Can you copy the material below word for word, leaving out the pictures?

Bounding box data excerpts
──────────

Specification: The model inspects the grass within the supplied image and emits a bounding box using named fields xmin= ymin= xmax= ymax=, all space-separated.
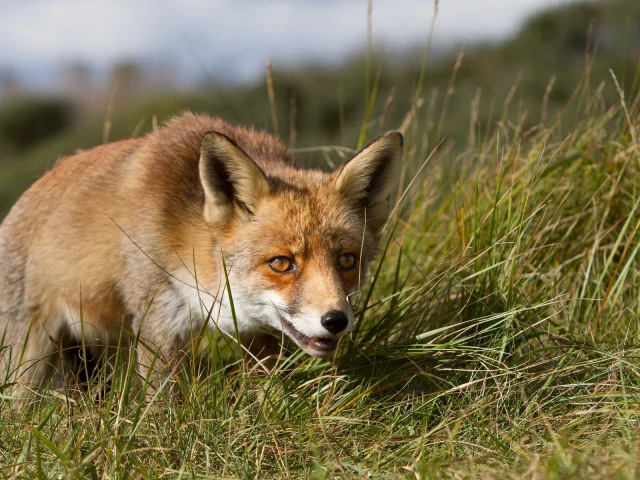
xmin=0 ymin=10 xmax=640 ymax=479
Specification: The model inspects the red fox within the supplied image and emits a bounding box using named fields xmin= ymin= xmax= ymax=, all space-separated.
xmin=0 ymin=114 xmax=403 ymax=394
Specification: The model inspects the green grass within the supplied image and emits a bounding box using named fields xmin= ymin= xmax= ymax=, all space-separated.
xmin=0 ymin=1 xmax=640 ymax=479
xmin=0 ymin=61 xmax=640 ymax=479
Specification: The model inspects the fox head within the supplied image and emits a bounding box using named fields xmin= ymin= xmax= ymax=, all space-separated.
xmin=200 ymin=131 xmax=403 ymax=357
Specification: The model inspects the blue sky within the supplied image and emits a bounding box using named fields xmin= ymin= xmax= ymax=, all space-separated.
xmin=0 ymin=0 xmax=568 ymax=84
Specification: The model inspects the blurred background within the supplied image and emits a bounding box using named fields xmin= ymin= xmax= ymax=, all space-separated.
xmin=0 ymin=0 xmax=640 ymax=219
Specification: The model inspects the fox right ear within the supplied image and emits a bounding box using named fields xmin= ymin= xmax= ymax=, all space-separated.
xmin=200 ymin=132 xmax=269 ymax=223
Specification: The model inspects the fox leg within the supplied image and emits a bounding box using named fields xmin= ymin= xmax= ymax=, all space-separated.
xmin=134 ymin=306 xmax=189 ymax=399
xmin=0 ymin=317 xmax=60 ymax=407
xmin=241 ymin=334 xmax=283 ymax=374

──────────

Complete output:
Specification: The model inspects the grass within the supplied image and emits a bounding box using named fields xmin= ymin= xmax= ymax=, all space-separated.
xmin=0 ymin=10 xmax=640 ymax=479
Specification: The model inspects the red fox within the supplied image and emits a bounding box using named fields xmin= ymin= xmax= ymax=, all space-separated.
xmin=0 ymin=114 xmax=403 ymax=394
Specification: The model inspects the green grass within the supplied image and emits a bounding box using named fields xmin= ymin= xmax= ymax=, all space-separated.
xmin=0 ymin=1 xmax=640 ymax=479
xmin=0 ymin=61 xmax=640 ymax=479
Specification: The model inspects the fox head within the supplied image and emits a bounding box using named fields xmin= ymin= xmax= ymax=, all space-separated.
xmin=200 ymin=131 xmax=403 ymax=357
Specification: The model inspects the blue sky within the supplied image and emits a bounding box using named fields xmin= ymin= xmax= ymax=, all space-separated.
xmin=0 ymin=0 xmax=568 ymax=84
Specification: The model inspects the blurred background within the supplied image and emits a bounding box using named fields xmin= ymin= xmax= ymax=, all space-separated.
xmin=0 ymin=0 xmax=640 ymax=219
Specification: The model inspects the fox right ear within the supplied image and emits a bounding box using named fields xmin= ymin= xmax= ymax=, all space-separated.
xmin=200 ymin=132 xmax=269 ymax=223
Specification: The model inspects the fox leg within the supplied image and emits a bounding box using named fields xmin= ymin= xmax= ymax=, all space-separated.
xmin=134 ymin=306 xmax=189 ymax=399
xmin=0 ymin=317 xmax=60 ymax=407
xmin=241 ymin=334 xmax=283 ymax=374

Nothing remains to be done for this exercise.